---------- Data excerpts

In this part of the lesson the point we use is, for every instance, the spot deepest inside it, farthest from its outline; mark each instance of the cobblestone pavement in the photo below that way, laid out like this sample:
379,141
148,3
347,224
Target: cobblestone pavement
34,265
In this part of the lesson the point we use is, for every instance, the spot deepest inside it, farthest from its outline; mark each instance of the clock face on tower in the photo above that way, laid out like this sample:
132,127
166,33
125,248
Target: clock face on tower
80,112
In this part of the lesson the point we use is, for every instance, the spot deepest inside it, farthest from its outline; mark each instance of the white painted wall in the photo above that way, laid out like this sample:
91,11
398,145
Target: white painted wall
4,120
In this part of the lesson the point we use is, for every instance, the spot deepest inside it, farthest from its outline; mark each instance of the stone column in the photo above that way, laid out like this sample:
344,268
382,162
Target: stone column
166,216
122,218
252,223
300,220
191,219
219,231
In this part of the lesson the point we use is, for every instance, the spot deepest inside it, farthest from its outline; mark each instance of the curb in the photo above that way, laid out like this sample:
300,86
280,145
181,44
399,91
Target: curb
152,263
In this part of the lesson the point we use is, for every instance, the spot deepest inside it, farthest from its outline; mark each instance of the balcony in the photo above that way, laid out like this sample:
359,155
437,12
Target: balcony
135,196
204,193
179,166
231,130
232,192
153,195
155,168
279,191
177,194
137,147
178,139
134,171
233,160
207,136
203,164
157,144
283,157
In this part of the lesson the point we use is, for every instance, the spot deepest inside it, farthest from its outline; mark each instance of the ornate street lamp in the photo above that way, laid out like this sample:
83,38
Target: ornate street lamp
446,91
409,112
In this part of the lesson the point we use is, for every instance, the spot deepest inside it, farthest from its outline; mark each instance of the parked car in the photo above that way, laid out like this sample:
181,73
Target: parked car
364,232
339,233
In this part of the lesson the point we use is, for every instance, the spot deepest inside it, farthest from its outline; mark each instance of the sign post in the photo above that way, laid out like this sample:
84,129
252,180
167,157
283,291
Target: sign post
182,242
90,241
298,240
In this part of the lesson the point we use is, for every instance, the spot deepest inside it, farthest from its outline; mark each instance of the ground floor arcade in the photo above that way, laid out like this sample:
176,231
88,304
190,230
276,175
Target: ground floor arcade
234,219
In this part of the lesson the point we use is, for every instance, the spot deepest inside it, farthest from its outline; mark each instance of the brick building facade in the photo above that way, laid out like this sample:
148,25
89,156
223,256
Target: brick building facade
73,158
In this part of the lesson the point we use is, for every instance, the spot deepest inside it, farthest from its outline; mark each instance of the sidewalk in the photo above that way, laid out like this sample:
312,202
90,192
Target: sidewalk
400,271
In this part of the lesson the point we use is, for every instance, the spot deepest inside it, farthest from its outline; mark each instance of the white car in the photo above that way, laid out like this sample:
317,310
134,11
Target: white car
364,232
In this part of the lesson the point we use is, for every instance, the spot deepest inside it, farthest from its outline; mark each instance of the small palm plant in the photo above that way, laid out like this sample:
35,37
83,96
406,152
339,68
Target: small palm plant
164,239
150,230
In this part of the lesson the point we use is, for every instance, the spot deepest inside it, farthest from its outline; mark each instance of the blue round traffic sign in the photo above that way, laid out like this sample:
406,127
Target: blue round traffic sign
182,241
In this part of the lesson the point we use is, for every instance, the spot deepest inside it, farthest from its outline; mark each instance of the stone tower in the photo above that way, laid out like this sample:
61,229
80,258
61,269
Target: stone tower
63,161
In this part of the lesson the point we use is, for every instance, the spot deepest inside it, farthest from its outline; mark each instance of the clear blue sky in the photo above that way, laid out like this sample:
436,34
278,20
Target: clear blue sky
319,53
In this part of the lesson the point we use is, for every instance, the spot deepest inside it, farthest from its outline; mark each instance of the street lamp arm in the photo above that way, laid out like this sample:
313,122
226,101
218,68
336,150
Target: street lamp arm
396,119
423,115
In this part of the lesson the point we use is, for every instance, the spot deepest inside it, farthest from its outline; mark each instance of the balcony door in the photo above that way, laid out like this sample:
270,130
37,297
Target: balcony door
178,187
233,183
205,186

--------------------

» What the task requires
Lines from the one containing "Target: white car" through the last line of the records, restated word for word: that is the whole response.

» Exercise result
Target: white car
364,232
In this part of the lesson the point we use is, for every instance, the spot deepest inside it, farthest from its outline; mark each instance of the small palm plant in the photo above that way, laid out like this sample:
35,37
83,96
406,152
339,68
Target: small palm plant
164,239
150,230
In this part of the lesson the point we use is, for every instance, the spot deepest inside it, farthest from its outline; mark each instance of the blue round traffic sign in the photo above that way, laid out like this sample:
406,127
Target: blue round traffic sign
182,241
In this part of the lesson the point we use is, for every instance, the spot deepest inside it, farthest from its outline; mark each instance of the stone tower in the photo above that way, laid out like this sample:
61,229
80,258
61,269
Target: stone tower
63,161
In this part of the lesson the point we use is, for every instance, the spot deepest inside it, farthest from its outline; mark each instance of the clear blue sky in the photo above that way, laid out like this sample:
436,34
278,20
Target: clear blue sky
319,53
In this part of the lesson the point we use is, for every instance, the spot deepest inside it, farthest from its outline; mark each instance of the street lamp arm in the photo above that way, laid out like this sample:
313,122
226,101
218,68
336,150
Target: street lamp arm
396,119
423,115
In this part of the lesson the point we use is, for every instance, the spot deepest inside it, farthest from its outline; mark each instance of the balcony door in the photo above that way, laid out like this sample:
270,130
37,297
Target: balcony door
178,187
233,183
205,186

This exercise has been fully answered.